# Activity
Determine which lines of the records include the word "below", and copy them.

# Supplied records

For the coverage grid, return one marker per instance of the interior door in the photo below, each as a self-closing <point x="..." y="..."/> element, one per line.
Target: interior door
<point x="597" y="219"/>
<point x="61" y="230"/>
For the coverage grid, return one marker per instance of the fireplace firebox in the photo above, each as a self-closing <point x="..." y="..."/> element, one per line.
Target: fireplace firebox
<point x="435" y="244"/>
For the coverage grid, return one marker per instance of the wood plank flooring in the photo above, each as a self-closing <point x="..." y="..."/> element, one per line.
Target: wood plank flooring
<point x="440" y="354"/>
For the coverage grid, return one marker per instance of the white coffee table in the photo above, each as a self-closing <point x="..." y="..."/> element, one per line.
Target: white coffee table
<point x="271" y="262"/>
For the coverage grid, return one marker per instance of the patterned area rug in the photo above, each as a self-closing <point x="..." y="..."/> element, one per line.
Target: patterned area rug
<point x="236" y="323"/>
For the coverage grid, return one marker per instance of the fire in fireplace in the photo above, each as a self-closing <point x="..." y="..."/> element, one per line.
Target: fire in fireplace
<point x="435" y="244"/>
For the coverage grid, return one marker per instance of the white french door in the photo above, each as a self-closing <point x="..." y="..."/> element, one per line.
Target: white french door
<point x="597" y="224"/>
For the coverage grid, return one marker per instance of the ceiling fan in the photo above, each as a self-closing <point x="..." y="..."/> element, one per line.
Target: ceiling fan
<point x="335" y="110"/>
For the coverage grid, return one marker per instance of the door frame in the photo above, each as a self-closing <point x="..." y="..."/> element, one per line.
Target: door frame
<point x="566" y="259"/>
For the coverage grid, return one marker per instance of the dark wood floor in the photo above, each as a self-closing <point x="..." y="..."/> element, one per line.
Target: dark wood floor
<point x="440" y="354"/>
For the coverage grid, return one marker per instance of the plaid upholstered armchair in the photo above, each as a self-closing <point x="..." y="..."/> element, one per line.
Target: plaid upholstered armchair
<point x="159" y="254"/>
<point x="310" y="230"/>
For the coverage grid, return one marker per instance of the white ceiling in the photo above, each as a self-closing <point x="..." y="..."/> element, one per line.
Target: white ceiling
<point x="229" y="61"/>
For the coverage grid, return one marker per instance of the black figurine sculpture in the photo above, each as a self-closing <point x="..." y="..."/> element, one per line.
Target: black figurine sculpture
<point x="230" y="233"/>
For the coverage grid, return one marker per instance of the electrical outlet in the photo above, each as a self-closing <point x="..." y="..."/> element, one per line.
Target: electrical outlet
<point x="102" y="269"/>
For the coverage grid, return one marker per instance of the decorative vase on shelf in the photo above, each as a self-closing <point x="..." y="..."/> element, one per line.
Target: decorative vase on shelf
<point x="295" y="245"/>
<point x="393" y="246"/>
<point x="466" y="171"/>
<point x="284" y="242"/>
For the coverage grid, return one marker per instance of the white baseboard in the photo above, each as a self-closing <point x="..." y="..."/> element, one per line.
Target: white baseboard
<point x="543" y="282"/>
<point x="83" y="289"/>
---
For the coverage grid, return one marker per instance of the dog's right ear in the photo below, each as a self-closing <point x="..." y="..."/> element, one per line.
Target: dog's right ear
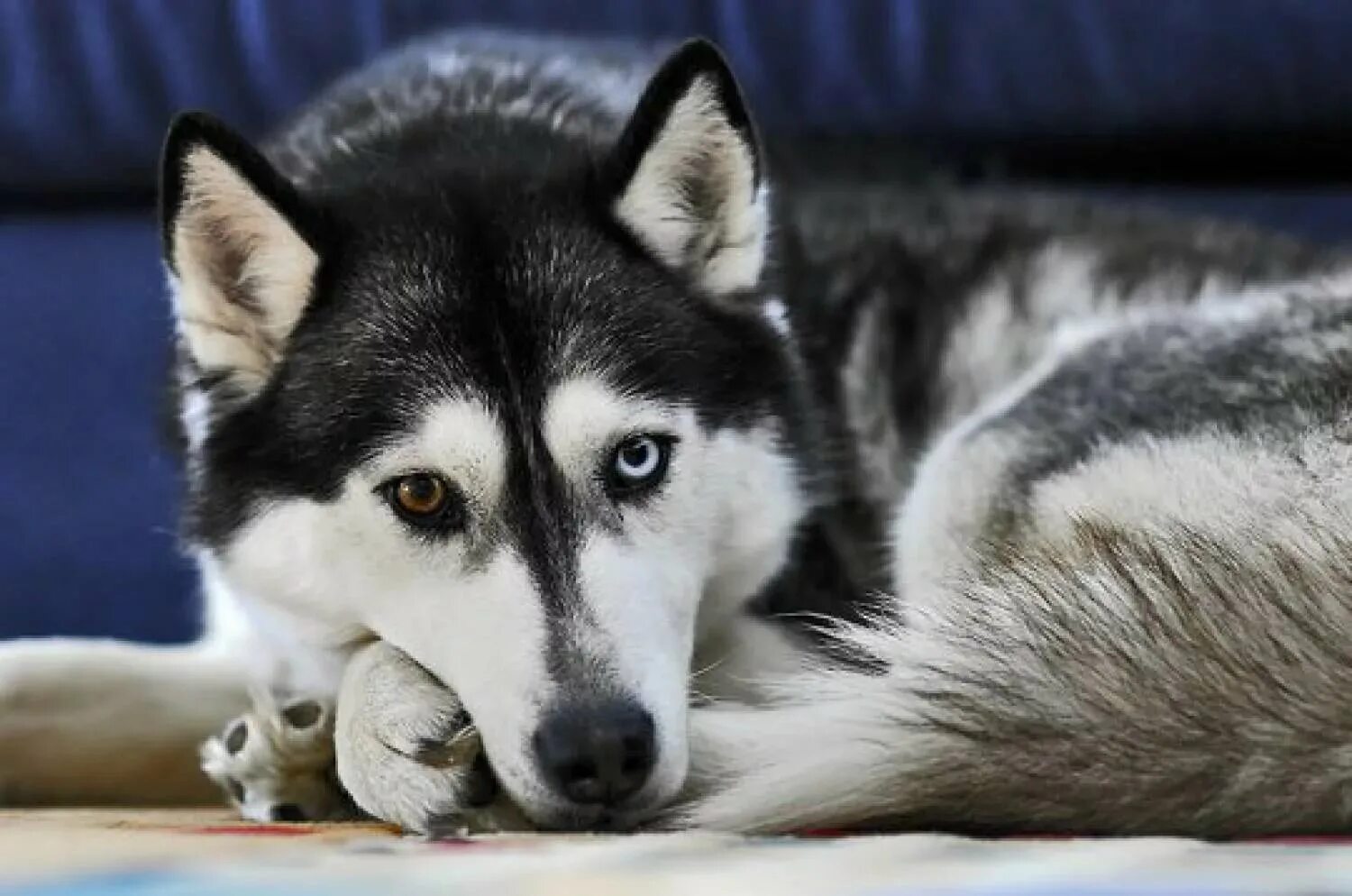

# Finished exercise
For the coverage grid, return one marker per instance of the interior door in the photo below, each as a self-closing <point x="..." y="..."/> element, one per line.
For the coverage grid, return one marker per instance of the dog's right ear in the photo below, each as a self-closing <point x="..." y="..."/> element, one per line.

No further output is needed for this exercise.